» EXTRAIT DU DOCUMENT:

• • •

Intervention de Jean-Pierre Gorges

Réunion du 9 octobre 2014 à 9h00
Commission d'enquête relative à l'impact sociétal, social, économique et financier de la réduction progressive du temps de travail

Photo issue du site de l'Assemblée nationale ou de WikipediaJean-Pierre Gorges :

Durant la période du passage aux 35 heures, je n'étais pas élu, mais salarié d'une grande entreprise. Je fais partie des rares députés qui un jour ont fréquenté l'entreprise, et j'ai eu à mettre en place les 35 heures – certes dans une très grande entreprise, donc sans les difficultés majeures qu'ont pu connaître les PME.

La période d'observation ne s'arrête pas à 2002. Il faut se demander si cette réforme était tenable dans la durée. Si l'on crée des emplois-jeunes, le lendemain, des emplois sont créés ! C'est très facile. Mais est-ce durable ?

Y a-t-il eu une étude d'impact ? Vous avez été surpris, je crois, par la dissolution de l'Assemblée nationale en 1997. Or vous incluez la réduction du temps de travail à votre programme pour les élections législatives, et c'est certainement ce qui vous a permis de les remporter – 35 heures payées 39, c'est plutôt attrayant.

Chacun peut refaire l'histoire comme il veut et comparer des choses qui ne sont pas comparables. Aujourd'hui, d'ailleurs, le Président de la République nous dit que la situation est idyllique, mais les chiffres nous disent le contraire ! Mais si tout allait si bien, comment avez-vous pu perdre l'élection présidentielle de 2002 ? Les électeurs n'auraient-ils pas bien compris quelque chose ?

À partir de 2002, la balance commerciale de l'Allemagne est de plus en plus positive, et celle de la France se dégrade continûment : aujourd'hui, les Allemands ont un excédent de 170 milliards quand nous avons un déficit de 60 milliards. Ainsi, nos routes se séparent à partir de 2002, qui est aussi l'année de la création de l'euro : jusque-là, il était possible de dévaluer le franc ; cette variable d'ajustement disparaît. L'entrée dans l'euro a-t-elle été prise en considération lors de la mise en place des 35 heures ? La monnaie européenne est aujourd'hui au centre des débats économiques ; je ne voudrais surtout pas que cet argument soit repris par le Front national, mais certains disent, de façon trop simple, qu'il suffirait de revenir au franc et de dévaluer pour redevenir compétitifs.

• • •

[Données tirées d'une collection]
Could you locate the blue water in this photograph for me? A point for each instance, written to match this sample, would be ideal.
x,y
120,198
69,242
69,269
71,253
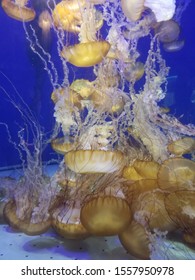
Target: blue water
x,y
26,73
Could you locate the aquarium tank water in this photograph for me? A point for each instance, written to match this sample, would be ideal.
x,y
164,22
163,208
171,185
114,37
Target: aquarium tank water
x,y
97,129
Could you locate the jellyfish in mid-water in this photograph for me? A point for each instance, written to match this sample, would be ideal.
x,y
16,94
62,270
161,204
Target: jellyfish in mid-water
x,y
122,157
45,23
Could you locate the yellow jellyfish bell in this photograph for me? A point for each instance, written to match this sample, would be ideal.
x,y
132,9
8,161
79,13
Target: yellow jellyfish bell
x,y
83,87
17,11
67,15
182,146
177,174
133,9
141,170
94,161
61,146
105,215
86,54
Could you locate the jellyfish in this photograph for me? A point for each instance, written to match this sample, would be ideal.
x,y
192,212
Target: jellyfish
x,y
184,145
105,215
18,10
120,160
89,51
62,146
94,161
67,15
86,54
45,23
177,174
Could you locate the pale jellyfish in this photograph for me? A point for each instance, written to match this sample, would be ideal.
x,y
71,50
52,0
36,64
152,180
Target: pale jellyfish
x,y
45,23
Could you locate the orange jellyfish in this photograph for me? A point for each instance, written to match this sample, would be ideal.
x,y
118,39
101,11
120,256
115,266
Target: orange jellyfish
x,y
105,215
86,54
177,174
61,146
94,161
18,10
45,23
182,146
67,15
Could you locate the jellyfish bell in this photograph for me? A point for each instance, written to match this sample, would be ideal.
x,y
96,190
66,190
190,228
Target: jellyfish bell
x,y
174,46
83,87
86,54
45,23
94,161
18,10
62,146
105,215
177,174
167,31
67,15
133,9
182,146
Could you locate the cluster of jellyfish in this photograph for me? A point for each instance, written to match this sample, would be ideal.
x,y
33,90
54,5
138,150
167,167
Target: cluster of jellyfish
x,y
127,166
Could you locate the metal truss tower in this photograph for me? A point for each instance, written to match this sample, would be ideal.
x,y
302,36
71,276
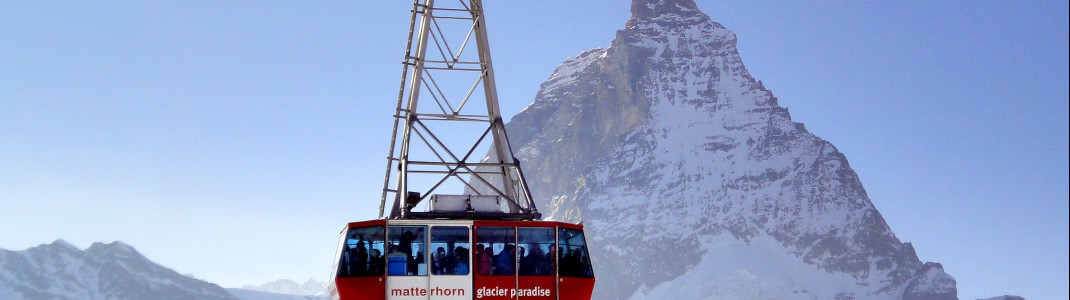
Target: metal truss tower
x,y
446,118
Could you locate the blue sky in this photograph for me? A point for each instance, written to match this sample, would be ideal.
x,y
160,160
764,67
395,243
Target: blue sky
x,y
231,140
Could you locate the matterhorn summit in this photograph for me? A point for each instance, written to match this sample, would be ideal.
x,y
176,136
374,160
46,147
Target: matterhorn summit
x,y
694,183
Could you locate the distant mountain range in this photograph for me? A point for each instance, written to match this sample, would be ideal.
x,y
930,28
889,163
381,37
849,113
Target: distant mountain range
x,y
60,271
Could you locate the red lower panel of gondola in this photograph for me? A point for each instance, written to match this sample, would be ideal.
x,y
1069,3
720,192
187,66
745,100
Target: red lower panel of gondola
x,y
361,288
576,288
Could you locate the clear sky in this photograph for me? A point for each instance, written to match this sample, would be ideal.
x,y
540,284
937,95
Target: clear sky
x,y
231,140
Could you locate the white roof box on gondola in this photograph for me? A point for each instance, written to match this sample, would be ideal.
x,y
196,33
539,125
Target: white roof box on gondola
x,y
465,203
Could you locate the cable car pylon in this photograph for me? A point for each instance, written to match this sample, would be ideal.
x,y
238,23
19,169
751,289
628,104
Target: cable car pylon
x,y
448,51
461,223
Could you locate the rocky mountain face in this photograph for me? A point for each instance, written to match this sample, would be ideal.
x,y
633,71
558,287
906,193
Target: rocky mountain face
x,y
693,182
103,271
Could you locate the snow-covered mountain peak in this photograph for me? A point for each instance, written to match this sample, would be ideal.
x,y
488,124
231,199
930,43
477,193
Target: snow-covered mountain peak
x,y
646,9
673,154
103,271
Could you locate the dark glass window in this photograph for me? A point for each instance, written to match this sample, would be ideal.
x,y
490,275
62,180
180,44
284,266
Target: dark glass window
x,y
449,251
572,254
362,255
535,251
406,252
495,251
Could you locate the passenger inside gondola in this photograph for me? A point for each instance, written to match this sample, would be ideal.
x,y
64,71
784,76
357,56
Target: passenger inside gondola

• • •

D'après l'intervention, pourquoi une variable d'ajustement disparaît-elle en 2002 ?

» SOLUTION RÉDIGÉE: L'année 2002 est celle de la création de l'euro. Jusque-là, il était possible de dévaluer le franc, et cette variable d'ajustement n'existe plus avec l'entrée dans l'euro.